▶ **What the exercise asks**
Reproduce the passage on National Forest System trail maintenance word for word, in full.

▶ **Excerpted passage**
Federal budget limitations require solutions to National Forest System trail maintenance issues that make more efficient use of existing resources.
Volunteers, partners, and outfitters and guides play an important role in maintaining National Forest System trails, and a comprehensive strategy is needed to ensure that volunteers and partners are used as effectively as possible.
In this Act:
The term Administrative Unit means a national forest or national grassland.
Outfitter or guide
The term outfitter or guide means an individual, organization, or business who provides outfitting or guiding services, as defined in section 251.51 of title 36, Code of Federal Regulations.
The term partner means a non-Federal entity that engages in a partnership.
The term partnership means arrangements between the Department of Agriculture or the Forest Service and a non-Federal entity that are voluntary, mutually beneficial, and entered into for the purpose of mutually agreed upon objectives.
The term priority area means a well-defined region on National Forest System land selected by the Secretary under section 5(a).
The term Secretary means the Secretary of Agriculture.
The term strategy means the National Forest System Trails Volunteer and Partnership Strategy authorized by section 4(a).
The term trail maintenance means any activity to maintain the usability and sustainability of trails within the National Forest System, including—
ensuring trails are passable by the users for which they are managed;
preventing environmental damage resulting from trail deterioration;
protecting public safety; and
averting future deferred maintenance costs.
The term Volunteer has the same meaning given that term in section 553.101 of title 29, Code of Federal Regulations.

Records from a collection
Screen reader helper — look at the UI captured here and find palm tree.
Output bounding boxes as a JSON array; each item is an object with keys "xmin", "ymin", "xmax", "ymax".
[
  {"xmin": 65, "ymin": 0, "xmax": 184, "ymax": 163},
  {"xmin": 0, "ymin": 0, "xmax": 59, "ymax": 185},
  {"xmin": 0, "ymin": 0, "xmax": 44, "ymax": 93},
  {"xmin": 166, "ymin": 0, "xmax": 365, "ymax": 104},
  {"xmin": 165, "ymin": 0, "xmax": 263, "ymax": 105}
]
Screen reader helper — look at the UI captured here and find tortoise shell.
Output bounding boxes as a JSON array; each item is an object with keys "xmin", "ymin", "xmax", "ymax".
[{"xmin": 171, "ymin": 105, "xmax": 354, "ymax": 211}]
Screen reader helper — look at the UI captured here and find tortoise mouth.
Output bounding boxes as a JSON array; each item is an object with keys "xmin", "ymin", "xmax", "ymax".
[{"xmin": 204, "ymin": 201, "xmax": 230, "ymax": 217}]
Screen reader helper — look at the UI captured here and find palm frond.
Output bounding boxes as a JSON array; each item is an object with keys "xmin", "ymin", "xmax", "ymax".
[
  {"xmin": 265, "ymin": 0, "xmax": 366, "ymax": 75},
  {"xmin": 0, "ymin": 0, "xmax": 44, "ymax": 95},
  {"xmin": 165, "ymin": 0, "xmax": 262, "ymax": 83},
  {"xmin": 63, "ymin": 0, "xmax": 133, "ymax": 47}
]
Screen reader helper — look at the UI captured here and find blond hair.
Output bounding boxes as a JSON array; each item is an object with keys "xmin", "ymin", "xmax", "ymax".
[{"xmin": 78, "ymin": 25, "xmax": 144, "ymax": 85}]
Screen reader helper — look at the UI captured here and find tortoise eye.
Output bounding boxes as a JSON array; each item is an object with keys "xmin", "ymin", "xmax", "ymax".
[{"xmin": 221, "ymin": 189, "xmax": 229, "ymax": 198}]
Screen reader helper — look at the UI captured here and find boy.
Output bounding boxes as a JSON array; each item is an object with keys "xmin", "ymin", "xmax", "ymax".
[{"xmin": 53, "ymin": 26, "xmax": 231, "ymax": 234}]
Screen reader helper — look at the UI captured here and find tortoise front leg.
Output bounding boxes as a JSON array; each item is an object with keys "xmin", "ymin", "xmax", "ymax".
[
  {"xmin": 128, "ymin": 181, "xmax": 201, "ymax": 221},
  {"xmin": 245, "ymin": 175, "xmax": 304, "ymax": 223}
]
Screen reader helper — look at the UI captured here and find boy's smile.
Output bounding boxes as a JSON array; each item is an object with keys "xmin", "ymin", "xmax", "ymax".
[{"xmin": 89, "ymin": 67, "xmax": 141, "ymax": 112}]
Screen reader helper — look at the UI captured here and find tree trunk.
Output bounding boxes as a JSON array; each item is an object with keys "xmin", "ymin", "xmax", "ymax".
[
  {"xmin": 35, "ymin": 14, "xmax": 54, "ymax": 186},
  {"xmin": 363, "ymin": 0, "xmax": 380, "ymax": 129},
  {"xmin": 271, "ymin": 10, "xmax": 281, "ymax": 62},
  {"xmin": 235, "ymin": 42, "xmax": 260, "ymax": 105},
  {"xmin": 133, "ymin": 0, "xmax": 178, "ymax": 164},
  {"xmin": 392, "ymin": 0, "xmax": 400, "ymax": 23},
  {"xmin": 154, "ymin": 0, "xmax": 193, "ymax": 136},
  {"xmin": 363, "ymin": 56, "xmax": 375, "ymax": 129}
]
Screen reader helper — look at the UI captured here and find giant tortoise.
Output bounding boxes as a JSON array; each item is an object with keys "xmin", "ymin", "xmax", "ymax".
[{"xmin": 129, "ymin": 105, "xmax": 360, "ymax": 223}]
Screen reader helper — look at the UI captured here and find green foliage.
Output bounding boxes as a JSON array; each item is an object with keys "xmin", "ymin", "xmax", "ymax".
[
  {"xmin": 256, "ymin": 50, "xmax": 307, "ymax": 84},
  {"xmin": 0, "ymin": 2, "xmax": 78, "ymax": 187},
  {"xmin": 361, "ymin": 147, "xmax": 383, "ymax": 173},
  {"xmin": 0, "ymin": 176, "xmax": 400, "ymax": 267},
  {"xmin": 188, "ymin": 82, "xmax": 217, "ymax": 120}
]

▶ **Answer to the exercise**
Federal budget limitations require solutions to National Forest System trail maintenance issues that make more efficient use of existing resources.
Volunteers, partners, and outfitters and guides play an important role in maintaining National Forest System trails, and a comprehensive strategy is needed to ensure that volunteers and partners are used as effectively as possible.
In this Act:
The term Administrative Unit means a national forest or national grassland.
Outfitter or guide
The term outfitter or guide means an individual, organization, or business who provides outfitting or guiding services, as defined in section 251.51 of title 36, Code of Federal Regulations.
The term partner means a non-Federal entity that engages in a partnership.
The term partnership means arrangements between the Department of Agriculture or the Forest Service and a non-Federal entity that are voluntary, mutually beneficial, and entered into for the purpose of mutually agreed upon objectives.
The term priority area means a well-defined region on National Forest System land selected by the Secretary under section 5(a).
The term Secretary means the Secretary of Agriculture.
The term strategy means the National Forest System Trails Volunteer and Partnership Strategy authorized by section 4(a).
The term trail maintenance means any activity to maintain the usability and sustainability of trails within the National Forest System, including—
ensuring trails are passable by the users for which they are managed;
preventing environmental damage resulting from trail deterioration;
protecting public safety; and
averting future deferred maintenance costs.
The term Volunteer has the same meaning given that term in section 553.101 of title 29, Code of Federal Regulations.